PAGE EXTRACT>
>>

I can’t fucking believe this.
I must have repeated that phrase twenty times in the first eight minutes. There are moments in our lives in which reality – brutally uncompromising reality – bangs on the door of our brains, and we brace ourselves against the door like a character in a zombie movie. We nail boards across it, cram furniture in front of it, hold the knob as tight as we can. Despite our desperate efforts, reality slithers its fingers through the frame, and tears the whole door off.
Just like that, I stood face-to-face with reality. In this case, the reality was that my arm was properly fucked. Just before reality tore the door off my brain, my bodyweight had torn the connective tissue off my biceps.
When I look back on it now, a week after it happened, I struggle to find the key, the ah-hah of why it happened. Becca and I, mid-way through our winter trip to El Chorro, Spain, decided to go back up to Poema de Roca. Really, I convinced her to go up with me because I wanted to send. We walked up at a lazy pace, and I warmed up on a couple of moderates on the right side of the cave. The air was cool, the sun pleasant. I was psyched.

<<

CHECK YOUR UNDERSTANDING>
[A] Could you rewrite the climbing injury account from "I must have" to "whole door off.", putting "horror film" in place of "zombie movie"?
[B] Can you pick up the climbing injury account after its last sentence and keep writing?

DATA SECTION>

>>

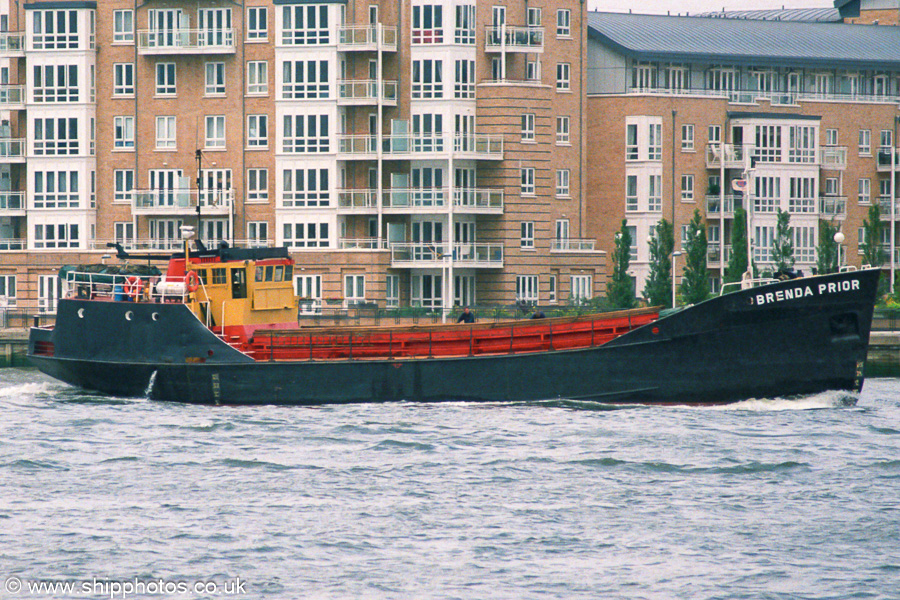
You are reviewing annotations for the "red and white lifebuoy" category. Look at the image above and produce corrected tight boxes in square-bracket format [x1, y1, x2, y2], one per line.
[184, 271, 200, 294]
[125, 276, 144, 302]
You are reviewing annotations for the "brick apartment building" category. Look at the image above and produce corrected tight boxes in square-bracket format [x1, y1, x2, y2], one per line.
[0, 0, 900, 312]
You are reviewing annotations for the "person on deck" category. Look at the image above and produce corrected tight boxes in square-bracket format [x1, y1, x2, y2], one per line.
[456, 306, 475, 323]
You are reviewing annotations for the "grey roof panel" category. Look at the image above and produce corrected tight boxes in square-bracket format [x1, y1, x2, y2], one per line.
[588, 12, 900, 68]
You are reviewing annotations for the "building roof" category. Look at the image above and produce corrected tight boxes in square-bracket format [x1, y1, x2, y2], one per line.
[588, 12, 900, 69]
[694, 8, 841, 23]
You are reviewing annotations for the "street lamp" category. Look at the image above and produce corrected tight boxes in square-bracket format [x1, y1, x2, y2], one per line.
[834, 231, 844, 273]
[672, 250, 684, 308]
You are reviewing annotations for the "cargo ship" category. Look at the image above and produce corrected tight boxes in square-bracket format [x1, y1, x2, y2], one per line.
[28, 243, 879, 405]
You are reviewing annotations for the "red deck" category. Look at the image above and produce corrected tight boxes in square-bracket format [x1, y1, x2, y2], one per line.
[236, 309, 659, 361]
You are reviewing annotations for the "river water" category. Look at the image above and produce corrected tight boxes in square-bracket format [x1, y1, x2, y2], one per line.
[0, 368, 900, 600]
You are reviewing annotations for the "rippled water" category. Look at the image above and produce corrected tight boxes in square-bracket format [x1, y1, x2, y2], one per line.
[0, 369, 900, 600]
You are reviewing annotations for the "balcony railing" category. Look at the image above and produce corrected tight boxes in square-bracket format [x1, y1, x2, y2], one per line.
[391, 242, 503, 268]
[0, 138, 25, 163]
[484, 25, 544, 52]
[819, 146, 847, 170]
[338, 79, 397, 106]
[338, 134, 503, 160]
[338, 25, 397, 52]
[0, 85, 25, 110]
[0, 192, 25, 213]
[133, 189, 234, 214]
[550, 238, 596, 252]
[819, 196, 847, 219]
[138, 29, 235, 54]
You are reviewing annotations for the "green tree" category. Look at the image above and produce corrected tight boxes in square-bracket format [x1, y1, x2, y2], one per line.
[816, 220, 838, 275]
[772, 208, 794, 271]
[725, 208, 747, 283]
[862, 204, 890, 266]
[606, 219, 637, 308]
[644, 219, 675, 307]
[681, 209, 709, 304]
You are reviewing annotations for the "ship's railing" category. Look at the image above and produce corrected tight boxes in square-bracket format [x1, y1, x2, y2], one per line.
[62, 271, 192, 303]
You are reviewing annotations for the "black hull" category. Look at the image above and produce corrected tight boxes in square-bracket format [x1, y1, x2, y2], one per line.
[29, 271, 878, 405]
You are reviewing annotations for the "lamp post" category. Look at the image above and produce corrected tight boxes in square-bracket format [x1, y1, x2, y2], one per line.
[834, 231, 844, 273]
[672, 250, 684, 308]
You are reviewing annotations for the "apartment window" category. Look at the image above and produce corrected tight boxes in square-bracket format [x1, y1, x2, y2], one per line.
[556, 117, 569, 146]
[282, 115, 330, 154]
[113, 169, 134, 203]
[625, 175, 638, 212]
[205, 115, 225, 148]
[204, 62, 225, 96]
[556, 8, 572, 37]
[681, 125, 694, 152]
[33, 65, 78, 102]
[156, 116, 177, 150]
[412, 4, 444, 44]
[556, 63, 572, 91]
[556, 169, 569, 198]
[283, 223, 328, 248]
[281, 169, 331, 208]
[113, 10, 134, 44]
[247, 221, 269, 248]
[113, 63, 134, 96]
[788, 177, 816, 213]
[34, 223, 78, 248]
[34, 171, 79, 209]
[571, 275, 594, 302]
[681, 175, 694, 202]
[522, 113, 534, 142]
[519, 221, 534, 248]
[281, 4, 329, 46]
[113, 221, 134, 250]
[247, 168, 269, 202]
[453, 60, 475, 98]
[281, 60, 329, 100]
[859, 129, 872, 154]
[247, 115, 269, 148]
[857, 178, 872, 204]
[247, 6, 269, 42]
[247, 60, 269, 95]
[31, 10, 78, 50]
[34, 117, 79, 156]
[453, 4, 475, 45]
[516, 275, 538, 304]
[113, 116, 134, 150]
[652, 175, 662, 211]
[412, 60, 444, 98]
[520, 167, 535, 196]
[156, 63, 177, 96]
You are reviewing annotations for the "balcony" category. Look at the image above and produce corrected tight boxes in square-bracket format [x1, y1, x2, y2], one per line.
[0, 85, 25, 110]
[550, 238, 596, 252]
[132, 190, 234, 216]
[484, 25, 544, 52]
[338, 25, 397, 52]
[706, 144, 749, 169]
[391, 242, 503, 269]
[338, 133, 503, 160]
[819, 146, 847, 171]
[819, 196, 847, 219]
[0, 32, 25, 58]
[878, 148, 900, 173]
[138, 29, 235, 56]
[0, 138, 25, 164]
[338, 79, 397, 106]
[0, 192, 25, 217]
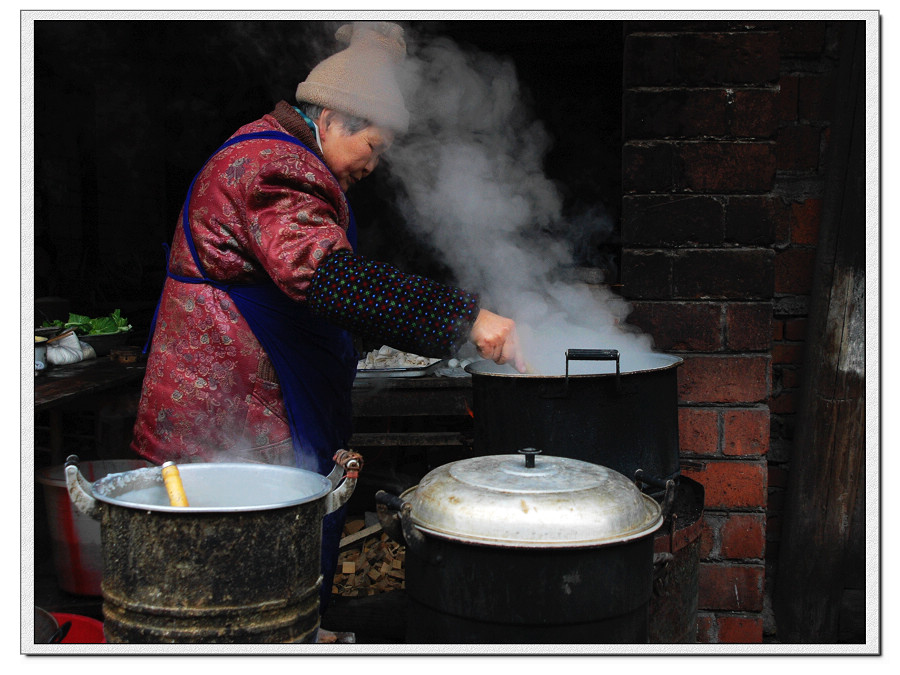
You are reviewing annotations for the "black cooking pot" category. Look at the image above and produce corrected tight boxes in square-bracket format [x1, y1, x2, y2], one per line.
[66, 453, 358, 643]
[466, 349, 682, 485]
[376, 449, 663, 644]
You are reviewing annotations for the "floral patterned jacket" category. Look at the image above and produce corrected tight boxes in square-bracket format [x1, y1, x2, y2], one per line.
[132, 101, 478, 464]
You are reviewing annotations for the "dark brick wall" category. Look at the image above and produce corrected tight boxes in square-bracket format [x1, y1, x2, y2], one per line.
[621, 21, 837, 643]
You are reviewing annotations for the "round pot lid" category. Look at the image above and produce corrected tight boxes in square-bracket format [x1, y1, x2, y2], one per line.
[403, 449, 663, 548]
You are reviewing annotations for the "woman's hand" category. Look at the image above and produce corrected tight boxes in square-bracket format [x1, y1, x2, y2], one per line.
[469, 309, 525, 373]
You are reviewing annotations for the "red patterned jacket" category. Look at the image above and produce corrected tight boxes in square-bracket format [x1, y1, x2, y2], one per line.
[132, 101, 477, 464]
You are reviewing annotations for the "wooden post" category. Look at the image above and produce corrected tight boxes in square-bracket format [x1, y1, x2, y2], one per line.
[774, 21, 875, 643]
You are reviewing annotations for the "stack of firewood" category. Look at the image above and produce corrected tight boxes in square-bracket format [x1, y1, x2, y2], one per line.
[331, 519, 406, 598]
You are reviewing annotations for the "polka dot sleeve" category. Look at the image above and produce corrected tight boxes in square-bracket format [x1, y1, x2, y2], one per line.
[307, 251, 478, 358]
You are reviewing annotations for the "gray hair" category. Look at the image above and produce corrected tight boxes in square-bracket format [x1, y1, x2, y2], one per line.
[297, 101, 372, 135]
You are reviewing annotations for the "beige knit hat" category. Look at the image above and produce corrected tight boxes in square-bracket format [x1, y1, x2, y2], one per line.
[297, 21, 409, 133]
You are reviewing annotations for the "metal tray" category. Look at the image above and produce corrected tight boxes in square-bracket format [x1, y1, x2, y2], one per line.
[356, 359, 447, 379]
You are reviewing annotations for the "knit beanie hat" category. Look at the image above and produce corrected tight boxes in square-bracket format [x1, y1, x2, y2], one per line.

<<

OUTPUTS IN ORDER>
[A]
I must have repeated that phrase twenty times in the first eight minutes. There are moments in our lives in which reality – brutally uncompromising reality – bangs on the door of our brains, and we brace ourselves against the door like a character in a horror film. We nail boards across it, cram furniture in front of it, hold the knob as tight as we can. Despite our desperate efforts, reality slithers its fingers through the frame, and tears the whole door off.

[B]
Specifically, I was psyched to send Swimming Through A Shark Attack, a mega-classic 5.13 that climbs out the steepest line of the Poema Cave through a labyrinth of tufas and stalactites, even climbing downward for a few moves. I used my first attempt to work out a better (read: knee-bar dependent) way to do the stalactite-wrestling crux. After the crux, I got a comfy double-knee-bar rest before the final four moves to the anchor. I knew I would send.
I floated up to the crux on the next attempt, not even pumped and with barely an elevated heart rate. I confidently pulled into the knee-bar, bumped to the stalactite, released the knee, and BRRRREEPPPPPPP.
I let go and asked my wife to lower me. By the time I hit the ground, my right bicep had knotted up to something resembling a large lemon at the top of my arm.
I can’t fucking believe this.
This is what I hate about rock climbing. There I was, sitting in a beautiful cave of rock in southern Spain with my wife. I have a healthy heart, a low-stress life, and lots of great friends. Sure, my right biceps had less structural integrity than the cooked gristle you cut off your steak, but overall, my life is pretty awesome. And yet, as I pulled off my climbing shoes, stuffed them in the backpack, and started hobbling down the trail with my arm in a makeshift sling, all I wanted to do was clench my fists, kick a rock (or puppy), and lament how much the universe must hate me. At least the universe could have let me clip the chains before it fileted my biceps.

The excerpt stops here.